Write each line word for word, from the line that contains "Target: woman" through the last line of the material below.

— START ENTRIES —

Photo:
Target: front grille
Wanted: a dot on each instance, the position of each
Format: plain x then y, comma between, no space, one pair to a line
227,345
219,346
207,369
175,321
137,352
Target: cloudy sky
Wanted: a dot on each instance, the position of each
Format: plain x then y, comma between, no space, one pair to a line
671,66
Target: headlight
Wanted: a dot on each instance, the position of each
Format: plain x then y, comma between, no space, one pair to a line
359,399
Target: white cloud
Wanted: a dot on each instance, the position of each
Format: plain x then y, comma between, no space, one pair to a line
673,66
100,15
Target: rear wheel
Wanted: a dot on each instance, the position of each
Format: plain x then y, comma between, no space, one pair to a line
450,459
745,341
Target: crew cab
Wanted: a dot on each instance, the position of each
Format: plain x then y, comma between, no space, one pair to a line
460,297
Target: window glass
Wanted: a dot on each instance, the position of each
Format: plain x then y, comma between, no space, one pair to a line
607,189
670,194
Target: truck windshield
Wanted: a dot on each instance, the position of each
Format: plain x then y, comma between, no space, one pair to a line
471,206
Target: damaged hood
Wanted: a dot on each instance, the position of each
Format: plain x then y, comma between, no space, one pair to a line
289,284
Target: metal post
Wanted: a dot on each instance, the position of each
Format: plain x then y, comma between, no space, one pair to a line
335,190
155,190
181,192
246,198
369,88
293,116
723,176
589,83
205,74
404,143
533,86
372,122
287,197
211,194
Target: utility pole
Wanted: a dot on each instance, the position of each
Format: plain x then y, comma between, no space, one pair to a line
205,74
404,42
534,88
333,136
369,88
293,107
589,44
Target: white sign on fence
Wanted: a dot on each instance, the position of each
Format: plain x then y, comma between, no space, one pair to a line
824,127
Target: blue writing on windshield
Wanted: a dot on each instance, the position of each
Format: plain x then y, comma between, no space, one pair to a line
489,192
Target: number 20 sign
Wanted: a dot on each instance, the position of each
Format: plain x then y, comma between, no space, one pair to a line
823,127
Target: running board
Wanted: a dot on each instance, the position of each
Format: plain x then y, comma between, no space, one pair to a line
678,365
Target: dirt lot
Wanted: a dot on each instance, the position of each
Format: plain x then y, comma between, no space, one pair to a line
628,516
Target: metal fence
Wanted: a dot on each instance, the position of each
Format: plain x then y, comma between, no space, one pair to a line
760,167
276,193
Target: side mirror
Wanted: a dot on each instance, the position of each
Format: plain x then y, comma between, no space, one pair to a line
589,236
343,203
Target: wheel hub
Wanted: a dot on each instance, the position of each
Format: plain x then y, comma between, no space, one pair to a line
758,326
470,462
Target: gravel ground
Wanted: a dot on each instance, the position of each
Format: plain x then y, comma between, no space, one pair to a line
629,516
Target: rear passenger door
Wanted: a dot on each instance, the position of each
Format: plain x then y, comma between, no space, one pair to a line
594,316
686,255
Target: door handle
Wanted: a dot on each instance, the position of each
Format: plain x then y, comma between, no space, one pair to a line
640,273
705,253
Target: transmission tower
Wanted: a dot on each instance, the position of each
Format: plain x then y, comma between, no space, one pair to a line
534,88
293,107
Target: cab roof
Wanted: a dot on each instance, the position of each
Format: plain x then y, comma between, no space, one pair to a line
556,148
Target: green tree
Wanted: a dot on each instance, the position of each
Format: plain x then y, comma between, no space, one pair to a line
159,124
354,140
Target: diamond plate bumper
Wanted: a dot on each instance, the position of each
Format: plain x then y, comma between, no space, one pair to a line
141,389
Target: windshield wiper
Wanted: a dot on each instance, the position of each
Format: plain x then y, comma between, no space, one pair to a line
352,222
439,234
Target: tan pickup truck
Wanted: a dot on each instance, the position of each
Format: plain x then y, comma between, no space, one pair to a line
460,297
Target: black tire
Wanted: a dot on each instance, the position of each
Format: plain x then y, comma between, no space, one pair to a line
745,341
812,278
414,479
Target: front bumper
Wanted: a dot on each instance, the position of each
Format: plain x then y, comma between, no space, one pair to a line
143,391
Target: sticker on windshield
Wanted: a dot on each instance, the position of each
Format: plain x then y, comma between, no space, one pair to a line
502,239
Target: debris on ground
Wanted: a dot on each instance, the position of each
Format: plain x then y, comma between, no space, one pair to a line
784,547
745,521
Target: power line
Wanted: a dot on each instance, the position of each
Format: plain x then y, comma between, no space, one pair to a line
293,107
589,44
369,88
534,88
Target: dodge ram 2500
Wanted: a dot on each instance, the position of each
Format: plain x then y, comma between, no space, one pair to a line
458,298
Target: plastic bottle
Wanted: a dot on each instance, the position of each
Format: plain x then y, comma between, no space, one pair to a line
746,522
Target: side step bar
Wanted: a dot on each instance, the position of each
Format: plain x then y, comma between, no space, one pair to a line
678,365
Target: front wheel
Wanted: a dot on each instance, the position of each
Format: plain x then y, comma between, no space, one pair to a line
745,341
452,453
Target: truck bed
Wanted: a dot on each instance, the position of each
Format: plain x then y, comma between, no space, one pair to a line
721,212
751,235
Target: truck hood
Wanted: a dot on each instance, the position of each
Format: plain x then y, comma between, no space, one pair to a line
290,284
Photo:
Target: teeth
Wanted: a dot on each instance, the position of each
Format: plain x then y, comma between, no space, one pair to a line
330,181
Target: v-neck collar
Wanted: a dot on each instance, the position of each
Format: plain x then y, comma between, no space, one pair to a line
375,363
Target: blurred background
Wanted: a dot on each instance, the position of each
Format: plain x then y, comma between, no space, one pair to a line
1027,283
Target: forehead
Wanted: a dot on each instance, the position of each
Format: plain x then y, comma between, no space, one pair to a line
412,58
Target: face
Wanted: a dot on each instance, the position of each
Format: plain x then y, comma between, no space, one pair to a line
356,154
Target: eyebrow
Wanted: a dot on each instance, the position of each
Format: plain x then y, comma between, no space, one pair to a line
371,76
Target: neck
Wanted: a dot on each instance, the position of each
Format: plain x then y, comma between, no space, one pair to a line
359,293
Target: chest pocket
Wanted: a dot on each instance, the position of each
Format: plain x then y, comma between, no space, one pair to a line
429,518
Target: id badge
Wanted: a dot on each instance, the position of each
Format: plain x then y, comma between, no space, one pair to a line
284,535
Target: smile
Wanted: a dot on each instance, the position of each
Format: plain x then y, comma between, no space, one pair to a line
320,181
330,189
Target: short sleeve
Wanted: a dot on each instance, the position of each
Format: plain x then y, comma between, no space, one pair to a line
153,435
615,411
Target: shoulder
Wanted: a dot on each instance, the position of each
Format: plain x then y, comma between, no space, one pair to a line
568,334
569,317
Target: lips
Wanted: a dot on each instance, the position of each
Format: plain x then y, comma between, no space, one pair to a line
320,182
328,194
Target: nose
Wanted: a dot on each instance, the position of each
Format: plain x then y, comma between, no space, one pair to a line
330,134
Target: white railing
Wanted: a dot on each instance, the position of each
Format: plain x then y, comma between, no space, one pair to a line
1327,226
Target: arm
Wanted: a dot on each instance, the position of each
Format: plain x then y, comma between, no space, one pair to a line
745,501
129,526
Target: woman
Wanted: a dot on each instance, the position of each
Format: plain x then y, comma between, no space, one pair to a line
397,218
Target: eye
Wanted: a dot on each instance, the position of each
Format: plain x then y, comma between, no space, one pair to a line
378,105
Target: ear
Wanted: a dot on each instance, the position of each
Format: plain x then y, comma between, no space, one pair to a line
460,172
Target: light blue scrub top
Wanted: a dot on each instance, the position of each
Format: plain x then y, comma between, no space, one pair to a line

— END ENTRIES —

- OUTPUT FOR THIS TASK -
Target: woman
Wanted: a dot on each instance, the position of each
Format: plain x then y, comma between, no space, one pair to a line
397,218
Target: eye
Wanted: a dot on each instance, the position of each
Format: plain x then y, comma between, no space, one pair to a line
378,105
Target: ear
Wanted: a dot on each instance, the position of each
Format: plain x then y, comma between, no space, one pair to a line
460,172
Target: light blue scrub top
Wanted: a dot on each instance, the position of each
Format: plain x then y, comma between, no space, one pair to a line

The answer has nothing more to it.